--- EXERCISE MATERIALS ---
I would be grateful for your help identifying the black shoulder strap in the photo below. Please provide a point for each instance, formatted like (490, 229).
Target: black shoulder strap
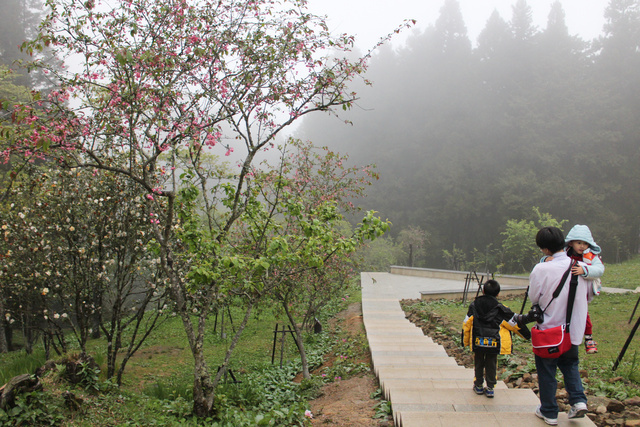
(560, 285)
(573, 286)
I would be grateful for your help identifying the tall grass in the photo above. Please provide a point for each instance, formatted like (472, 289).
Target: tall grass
(19, 362)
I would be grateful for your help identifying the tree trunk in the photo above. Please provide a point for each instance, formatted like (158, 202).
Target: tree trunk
(299, 343)
(4, 347)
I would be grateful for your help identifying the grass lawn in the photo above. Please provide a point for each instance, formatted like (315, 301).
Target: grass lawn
(157, 383)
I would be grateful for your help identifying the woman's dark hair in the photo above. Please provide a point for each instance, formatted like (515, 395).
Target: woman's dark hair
(491, 288)
(550, 238)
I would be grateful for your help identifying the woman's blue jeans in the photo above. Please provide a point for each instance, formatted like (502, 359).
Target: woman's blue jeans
(547, 383)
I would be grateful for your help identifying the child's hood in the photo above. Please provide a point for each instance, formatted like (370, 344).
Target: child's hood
(582, 232)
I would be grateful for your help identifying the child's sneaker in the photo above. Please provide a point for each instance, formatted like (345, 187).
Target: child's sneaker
(578, 410)
(550, 421)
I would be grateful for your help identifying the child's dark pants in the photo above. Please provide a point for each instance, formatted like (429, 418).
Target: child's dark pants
(485, 365)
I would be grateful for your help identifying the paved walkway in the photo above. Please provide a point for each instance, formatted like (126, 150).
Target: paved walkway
(424, 385)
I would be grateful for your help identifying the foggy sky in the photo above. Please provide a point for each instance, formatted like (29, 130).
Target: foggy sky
(369, 20)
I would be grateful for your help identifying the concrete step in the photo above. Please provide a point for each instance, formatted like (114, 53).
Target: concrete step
(485, 419)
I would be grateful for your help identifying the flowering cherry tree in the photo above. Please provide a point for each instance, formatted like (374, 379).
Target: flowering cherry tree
(311, 190)
(167, 84)
(75, 257)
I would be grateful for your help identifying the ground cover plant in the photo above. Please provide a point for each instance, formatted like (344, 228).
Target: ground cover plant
(157, 388)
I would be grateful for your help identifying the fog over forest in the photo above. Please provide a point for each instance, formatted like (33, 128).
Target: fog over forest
(466, 138)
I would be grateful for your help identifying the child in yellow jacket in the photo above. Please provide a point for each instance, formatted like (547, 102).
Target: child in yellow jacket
(487, 331)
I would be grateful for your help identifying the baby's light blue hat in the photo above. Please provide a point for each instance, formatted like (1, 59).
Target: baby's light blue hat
(582, 232)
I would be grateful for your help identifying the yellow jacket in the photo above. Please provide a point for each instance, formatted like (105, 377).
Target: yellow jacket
(506, 328)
---
TASK INSTRUCTIONS:
From the line with "I would be grateful for your help identifying the concrete" to the final line of the entries above, return every line exactly as written.

ANSWER FOR THIS EXERCISE:
I would be grateful for your help identifying the concrete step in the photo above. Please provide a point for each instance, formatted like (114, 53).
Target: concrete step
(485, 419)
I would be grateful for your help identifying the flowering cherry tree in the photo above. Please provide a point for each instance, formatted like (374, 379).
Target: flowering cherry tree
(311, 190)
(167, 84)
(75, 257)
I would be grateful for your help identifying the ground cover plant in the photo above. Please provide a point for each instance, formatted like (344, 228).
Target: ground cover plant
(157, 388)
I would be grateful for your help identifying the fog over forest in the photo above. Please provide a point for each instance, formatted like (33, 128).
Target: fog over forest
(466, 138)
I would be grateful for your help identifying the child in yellow jacket in the photo above. Please provide a point for each instance, formatted like (547, 102).
Target: child in yellow jacket
(487, 331)
I would be grateful for your help identifying the baby's light blue hat in the photo above. Please provide a point for each instance, formatted like (1, 59).
Target: baby's light blue hat
(582, 232)
I would be grateful for your help identifying the yellow jacket in the photo above. Please provide a point for each instance, formatted like (105, 377).
Target: yellow jacket
(506, 328)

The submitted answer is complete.